Your task ::
Change "Outline every instance of the" to "Trace each occurrence of the" throughout the listing and reproduce the lines otherwise unaltered. Leave the pictures out of your answer.

(Rows from a segmentation dataset)
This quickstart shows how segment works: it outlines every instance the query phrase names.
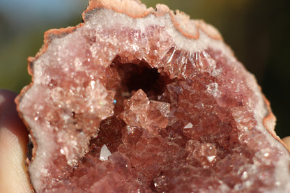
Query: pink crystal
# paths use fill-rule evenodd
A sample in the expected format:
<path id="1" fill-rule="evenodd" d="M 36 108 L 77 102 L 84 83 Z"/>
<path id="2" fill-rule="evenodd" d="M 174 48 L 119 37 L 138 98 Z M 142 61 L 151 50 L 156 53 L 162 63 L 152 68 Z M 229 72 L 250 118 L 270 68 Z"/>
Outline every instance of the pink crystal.
<path id="1" fill-rule="evenodd" d="M 45 33 L 17 100 L 37 192 L 290 192 L 268 102 L 215 29 L 135 0 L 83 17 Z"/>

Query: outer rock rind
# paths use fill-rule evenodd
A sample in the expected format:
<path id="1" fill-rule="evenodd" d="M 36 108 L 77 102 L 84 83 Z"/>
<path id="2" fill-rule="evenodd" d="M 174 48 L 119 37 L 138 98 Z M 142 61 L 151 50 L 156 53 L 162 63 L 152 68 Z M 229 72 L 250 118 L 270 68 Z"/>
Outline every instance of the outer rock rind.
<path id="1" fill-rule="evenodd" d="M 37 192 L 289 190 L 289 153 L 264 130 L 275 125 L 269 104 L 218 32 L 132 0 L 91 1 L 83 17 L 45 33 L 29 59 L 34 84 L 17 100 L 35 145 L 29 170 Z M 156 82 L 161 94 L 128 90 L 122 66 L 146 63 L 168 76 Z M 146 102 L 141 112 L 131 104 L 138 98 Z M 112 156 L 101 162 L 103 144 Z"/>

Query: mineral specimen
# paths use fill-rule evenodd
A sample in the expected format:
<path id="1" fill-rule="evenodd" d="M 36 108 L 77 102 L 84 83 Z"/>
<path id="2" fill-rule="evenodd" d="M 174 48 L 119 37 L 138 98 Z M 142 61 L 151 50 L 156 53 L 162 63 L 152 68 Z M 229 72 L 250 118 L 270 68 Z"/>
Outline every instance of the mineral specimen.
<path id="1" fill-rule="evenodd" d="M 218 31 L 166 6 L 91 0 L 45 33 L 17 98 L 36 192 L 290 192 L 290 156 Z"/>

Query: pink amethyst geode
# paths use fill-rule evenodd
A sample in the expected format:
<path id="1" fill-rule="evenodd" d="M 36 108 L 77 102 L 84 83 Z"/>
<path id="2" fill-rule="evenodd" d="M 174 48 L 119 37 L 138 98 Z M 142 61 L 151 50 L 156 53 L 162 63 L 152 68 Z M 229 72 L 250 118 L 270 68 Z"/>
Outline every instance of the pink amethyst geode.
<path id="1" fill-rule="evenodd" d="M 218 31 L 165 5 L 91 0 L 45 33 L 17 99 L 36 192 L 290 192 L 290 156 Z"/>

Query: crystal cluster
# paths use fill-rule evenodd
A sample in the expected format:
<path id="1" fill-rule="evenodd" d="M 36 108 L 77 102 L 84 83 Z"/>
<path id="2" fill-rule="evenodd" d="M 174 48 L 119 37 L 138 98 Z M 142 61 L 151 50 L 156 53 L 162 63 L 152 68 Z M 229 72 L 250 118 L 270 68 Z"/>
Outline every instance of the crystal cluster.
<path id="1" fill-rule="evenodd" d="M 46 33 L 17 100 L 36 192 L 290 191 L 268 103 L 213 26 L 134 0 L 84 20 Z"/>

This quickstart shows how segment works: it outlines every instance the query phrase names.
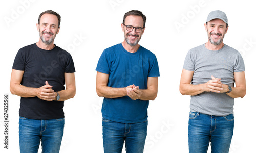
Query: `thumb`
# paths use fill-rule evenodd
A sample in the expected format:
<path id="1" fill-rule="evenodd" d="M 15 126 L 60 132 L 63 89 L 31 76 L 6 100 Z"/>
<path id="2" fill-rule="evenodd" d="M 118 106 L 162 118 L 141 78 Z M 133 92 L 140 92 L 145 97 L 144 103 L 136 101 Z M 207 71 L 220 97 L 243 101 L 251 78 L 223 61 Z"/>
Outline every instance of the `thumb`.
<path id="1" fill-rule="evenodd" d="M 48 83 L 48 82 L 47 81 L 46 81 L 46 85 L 50 85 Z"/>
<path id="2" fill-rule="evenodd" d="M 49 84 L 48 83 L 48 82 L 47 81 L 46 81 L 46 86 L 49 86 L 47 88 L 48 88 L 48 89 L 52 89 L 52 86 L 51 86 L 50 85 L 49 85 Z"/>

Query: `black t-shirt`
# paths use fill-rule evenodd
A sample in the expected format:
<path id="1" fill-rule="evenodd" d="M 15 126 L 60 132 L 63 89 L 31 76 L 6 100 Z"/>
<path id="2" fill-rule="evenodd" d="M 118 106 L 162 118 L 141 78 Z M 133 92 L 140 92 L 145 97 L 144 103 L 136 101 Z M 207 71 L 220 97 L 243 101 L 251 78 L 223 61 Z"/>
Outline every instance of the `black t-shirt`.
<path id="1" fill-rule="evenodd" d="M 12 68 L 24 71 L 21 84 L 39 88 L 45 81 L 54 91 L 65 89 L 65 73 L 75 72 L 71 55 L 55 45 L 50 50 L 39 48 L 36 44 L 19 49 Z M 34 119 L 52 119 L 64 117 L 64 101 L 47 101 L 37 97 L 21 97 L 19 116 Z"/>

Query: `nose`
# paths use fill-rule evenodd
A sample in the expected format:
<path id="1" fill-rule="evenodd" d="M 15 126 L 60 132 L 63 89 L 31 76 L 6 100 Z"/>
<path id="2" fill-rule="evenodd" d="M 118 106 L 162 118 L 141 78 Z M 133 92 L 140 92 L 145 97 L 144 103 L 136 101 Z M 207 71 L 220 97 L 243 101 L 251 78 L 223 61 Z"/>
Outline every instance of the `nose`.
<path id="1" fill-rule="evenodd" d="M 136 34 L 137 33 L 137 32 L 135 31 L 135 28 L 134 28 L 133 30 L 131 32 L 130 32 L 130 33 L 132 33 L 132 34 L 133 34 L 134 35 L 135 34 Z"/>
<path id="2" fill-rule="evenodd" d="M 47 26 L 46 28 L 46 31 L 47 32 L 50 32 L 51 31 L 51 29 L 50 29 L 50 26 Z"/>
<path id="3" fill-rule="evenodd" d="M 217 26 L 216 26 L 216 27 L 214 28 L 214 32 L 216 34 L 219 33 L 219 29 L 218 29 L 218 28 L 217 27 Z"/>

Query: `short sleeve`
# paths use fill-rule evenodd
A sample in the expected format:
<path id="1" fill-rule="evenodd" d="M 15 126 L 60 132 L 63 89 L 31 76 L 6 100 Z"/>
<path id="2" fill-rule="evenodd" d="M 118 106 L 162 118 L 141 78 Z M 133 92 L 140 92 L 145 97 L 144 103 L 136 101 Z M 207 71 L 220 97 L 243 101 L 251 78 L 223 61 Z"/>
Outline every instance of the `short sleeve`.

Response ::
This quickstart shows how segment works: it outlines every instance the query phrase names.
Query: pink crystal
# paths use fill-rule evenodd
A sample in the expected format:
<path id="1" fill-rule="evenodd" d="M 36 108 L 77 102 L 84 83 Z"/>
<path id="2" fill-rule="evenodd" d="M 174 48 L 119 37 L 138 98 Z M 142 61 L 151 50 L 156 53 L 162 63 L 152 68 Z M 229 72 L 250 118 L 270 68 Z"/>
Trace each occurrence of the pink crystal.
<path id="1" fill-rule="evenodd" d="M 45 33 L 17 100 L 37 192 L 290 192 L 268 102 L 215 29 L 135 0 L 83 17 Z"/>

Query: outer rock rind
# paths use fill-rule evenodd
A sample in the expected format:
<path id="1" fill-rule="evenodd" d="M 36 108 L 77 102 L 84 83 Z"/>
<path id="2" fill-rule="evenodd" d="M 174 48 L 119 37 L 138 98 Z M 142 61 L 151 50 L 156 53 L 162 63 L 152 68 Z M 229 72 L 250 118 L 270 68 Z"/>
Trace each occurrence of the outer rock rind.
<path id="1" fill-rule="evenodd" d="M 37 192 L 289 190 L 289 153 L 264 130 L 275 125 L 269 104 L 218 32 L 132 0 L 91 1 L 83 17 L 45 33 L 29 59 L 34 84 L 17 100 L 35 145 L 29 170 Z M 156 82 L 161 94 L 128 90 L 122 66 L 146 63 L 168 76 Z M 146 102 L 141 112 L 131 104 L 138 98 Z M 112 156 L 101 162 L 103 144 Z"/>

Query: mineral specimen
# paths use fill-rule evenodd
A sample in the expected format:
<path id="1" fill-rule="evenodd" d="M 36 108 L 77 102 L 84 83 Z"/>
<path id="2" fill-rule="evenodd" d="M 174 48 L 119 37 L 138 98 Z M 142 61 L 151 50 L 156 53 L 162 63 L 152 68 Z M 229 72 L 250 118 L 270 68 Z"/>
Trace each occurrence of the mineral specimen.
<path id="1" fill-rule="evenodd" d="M 218 31 L 166 6 L 91 0 L 45 33 L 17 98 L 36 192 L 290 192 L 290 156 Z"/>

Query: pink amethyst geode
# paths use fill-rule evenodd
A sample in the expected format:
<path id="1" fill-rule="evenodd" d="M 36 108 L 77 102 L 84 83 Z"/>
<path id="2" fill-rule="evenodd" d="M 174 48 L 119 37 L 138 98 Z M 142 61 L 151 50 L 156 53 L 162 63 L 152 68 Z M 229 72 L 250 118 L 270 68 Z"/>
Trace each occurrence of the pink amethyst geode.
<path id="1" fill-rule="evenodd" d="M 218 31 L 165 5 L 91 0 L 45 33 L 17 99 L 36 192 L 290 192 L 290 156 Z"/>

Query: crystal cluster
# paths use fill-rule evenodd
A sample in the expected format:
<path id="1" fill-rule="evenodd" d="M 36 108 L 77 102 L 84 83 Z"/>
<path id="2" fill-rule="evenodd" d="M 174 48 L 119 37 L 138 98 Z M 142 61 L 151 50 L 156 53 L 162 63 L 152 68 Z M 229 72 L 250 118 L 270 68 Z"/>
Trace each occurrence of the crystal cluster.
<path id="1" fill-rule="evenodd" d="M 46 33 L 17 100 L 36 192 L 290 191 L 268 103 L 213 26 L 134 0 L 84 20 Z"/>

This quickstart shows how segment works: it outlines every instance the query phrase names.
Query: `thumb`
# paths use fill-rule evenodd
A sample in the expected format:
<path id="1" fill-rule="evenodd" d="M 15 126 L 60 132 L 63 89 L 31 76 L 6 100 Z"/>
<path id="2" fill-rule="evenodd" d="M 118 106 L 162 118 L 141 78 Z M 133 92 L 140 92 L 145 97 L 144 103 L 136 101 Z M 207 71 L 220 97 L 243 101 L 251 78 L 223 61 Z"/>
Trace each occurrence of the `thumb`.
<path id="1" fill-rule="evenodd" d="M 48 83 L 48 82 L 47 81 L 46 81 L 46 85 L 50 85 Z"/>
<path id="2" fill-rule="evenodd" d="M 49 84 L 48 83 L 48 82 L 47 81 L 46 81 L 46 86 L 49 86 L 47 88 L 48 88 L 48 89 L 52 89 L 52 86 L 51 86 L 50 85 L 49 85 Z"/>

Query: `black t-shirt`
# paths use fill-rule evenodd
A sample in the expected format:
<path id="1" fill-rule="evenodd" d="M 15 126 L 60 132 L 63 89 L 31 76 L 6 100 Z"/>
<path id="2" fill-rule="evenodd" d="M 118 106 L 162 118 L 141 78 Z M 133 92 L 140 92 L 145 97 L 144 103 L 136 101 Z M 207 71 L 220 97 L 243 101 L 251 78 L 223 61 Z"/>
Trace each occurrence of the `black t-shirt`.
<path id="1" fill-rule="evenodd" d="M 12 68 L 24 71 L 21 84 L 39 88 L 45 81 L 54 91 L 65 89 L 65 73 L 75 72 L 71 55 L 55 45 L 50 50 L 39 48 L 36 44 L 19 49 Z M 34 119 L 52 119 L 64 117 L 64 101 L 47 101 L 37 97 L 21 97 L 19 116 Z"/>

Query: `nose`
# paths use fill-rule evenodd
A sample in the expected format:
<path id="1" fill-rule="evenodd" d="M 15 126 L 60 132 L 63 89 L 31 76 L 6 100 Z"/>
<path id="2" fill-rule="evenodd" d="M 118 106 L 162 118 L 141 78 Z M 133 92 L 140 92 L 145 97 L 144 103 L 136 101 Z M 207 71 L 220 97 L 243 101 L 251 78 L 223 61 Z"/>
Trace each occurrence of the `nose`.
<path id="1" fill-rule="evenodd" d="M 136 34 L 137 33 L 137 32 L 135 31 L 135 28 L 134 28 L 133 30 L 131 32 L 130 32 L 130 33 L 132 33 L 132 34 L 133 34 L 134 35 L 135 34 Z"/>
<path id="2" fill-rule="evenodd" d="M 47 26 L 46 28 L 46 31 L 47 32 L 50 32 L 51 31 L 51 29 L 50 29 L 50 26 Z"/>
<path id="3" fill-rule="evenodd" d="M 217 26 L 216 26 L 216 27 L 214 28 L 214 32 L 216 34 L 219 33 L 219 29 L 218 29 L 218 28 L 217 27 Z"/>

Query: `short sleeve`
# paths use fill-rule evenodd
A sample in the expected format:
<path id="1" fill-rule="evenodd" d="M 15 126 L 60 132 L 63 89 L 31 76 L 6 100 Z"/>
<path id="2" fill-rule="evenodd" d="M 118 106 L 162 118 L 141 78 Z M 133 92 L 140 92 L 145 97 L 144 103 L 136 101 Z M 207 71 L 220 97 L 243 101 L 251 78 L 223 61 Z"/>
Trace each occurrence of the `short sleeve`.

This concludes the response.